Data excerpts:
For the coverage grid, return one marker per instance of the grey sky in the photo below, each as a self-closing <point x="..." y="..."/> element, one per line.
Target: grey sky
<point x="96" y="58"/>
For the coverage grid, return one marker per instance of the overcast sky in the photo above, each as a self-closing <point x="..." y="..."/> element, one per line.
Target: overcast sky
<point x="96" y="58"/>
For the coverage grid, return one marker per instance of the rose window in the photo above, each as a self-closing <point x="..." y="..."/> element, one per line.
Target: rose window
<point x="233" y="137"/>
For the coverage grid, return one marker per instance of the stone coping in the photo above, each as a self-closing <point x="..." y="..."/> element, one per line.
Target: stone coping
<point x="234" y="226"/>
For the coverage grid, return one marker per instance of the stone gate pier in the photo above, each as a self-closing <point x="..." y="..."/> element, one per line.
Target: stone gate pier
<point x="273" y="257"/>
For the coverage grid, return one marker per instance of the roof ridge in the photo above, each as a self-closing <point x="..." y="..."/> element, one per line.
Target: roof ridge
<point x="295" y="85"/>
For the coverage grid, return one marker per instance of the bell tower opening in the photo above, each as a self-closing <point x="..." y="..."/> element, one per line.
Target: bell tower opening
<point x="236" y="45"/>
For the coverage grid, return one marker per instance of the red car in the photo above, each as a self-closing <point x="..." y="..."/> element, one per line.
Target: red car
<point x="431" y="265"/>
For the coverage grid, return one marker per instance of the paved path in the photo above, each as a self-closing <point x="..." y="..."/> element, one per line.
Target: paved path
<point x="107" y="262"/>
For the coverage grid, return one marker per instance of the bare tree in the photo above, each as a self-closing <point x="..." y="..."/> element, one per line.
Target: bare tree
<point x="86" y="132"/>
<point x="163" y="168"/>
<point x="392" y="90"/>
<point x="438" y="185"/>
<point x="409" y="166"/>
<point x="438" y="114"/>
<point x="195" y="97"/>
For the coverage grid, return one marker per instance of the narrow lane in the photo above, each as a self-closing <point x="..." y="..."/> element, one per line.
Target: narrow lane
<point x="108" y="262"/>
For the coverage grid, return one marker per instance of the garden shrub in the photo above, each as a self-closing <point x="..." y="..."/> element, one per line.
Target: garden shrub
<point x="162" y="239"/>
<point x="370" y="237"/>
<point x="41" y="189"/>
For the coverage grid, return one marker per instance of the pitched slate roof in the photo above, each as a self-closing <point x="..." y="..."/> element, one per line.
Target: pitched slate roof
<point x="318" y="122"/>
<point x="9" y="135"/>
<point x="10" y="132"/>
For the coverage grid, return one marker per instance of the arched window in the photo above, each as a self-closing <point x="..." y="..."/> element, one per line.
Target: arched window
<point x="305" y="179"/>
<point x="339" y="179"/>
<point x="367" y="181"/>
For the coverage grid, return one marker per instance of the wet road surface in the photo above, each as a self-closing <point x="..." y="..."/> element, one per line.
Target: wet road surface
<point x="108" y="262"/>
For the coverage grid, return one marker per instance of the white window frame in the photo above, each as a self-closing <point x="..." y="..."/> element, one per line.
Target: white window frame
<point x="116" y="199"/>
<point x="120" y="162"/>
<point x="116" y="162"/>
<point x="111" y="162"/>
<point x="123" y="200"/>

### Work instructions
Could you restate, word for word, every line from the one containing "of the bare" through the last line of the records above, and nothing more?

### Task solution
For the coverage grid, return one marker per instance of the bare tree in the photo above, each as a self-closing <point x="..." y="..."/> element, one per line.
Target: bare tree
<point x="86" y="132"/>
<point x="163" y="168"/>
<point x="392" y="90"/>
<point x="438" y="185"/>
<point x="409" y="166"/>
<point x="438" y="114"/>
<point x="195" y="97"/>
For the coverage grid, return one marker per instance of the narrow lane in the photo above, each as a self-closing <point x="..." y="..."/> element, one per line.
Target: narrow lane
<point x="108" y="262"/>
For the coverage grid, return one marker per instance of the garden shrub in the photo above, each as a self-closing <point x="..." y="..."/> element, one per line.
Target: garden shrub
<point x="162" y="239"/>
<point x="370" y="237"/>
<point x="41" y="189"/>
For the coverage grid, return one marker per instance of the pitched slate roof in the photo above, each as a self-closing <point x="..." y="..."/> element, one per line.
Target: pitched slate roof
<point x="318" y="122"/>
<point x="9" y="135"/>
<point x="10" y="132"/>
For the coverage grid, return one marker per instance of the arched window in the photo above, each as a self-closing <point x="..." y="..."/> element, one per line.
Target: arched window
<point x="305" y="179"/>
<point x="339" y="179"/>
<point x="367" y="181"/>
For the coverage grid, return one marker per instance of the wet road surface in the photo above, each as a self-closing <point x="..." y="..."/> element, one per line.
Target: wet road surface
<point x="108" y="262"/>
For the coverage grid, return one marker per instance of the white window frame in the photo above, each as a self-closing <point x="..." y="..."/> element, one per line.
Target: white window frame
<point x="116" y="199"/>
<point x="120" y="162"/>
<point x="116" y="162"/>
<point x="111" y="162"/>
<point x="123" y="200"/>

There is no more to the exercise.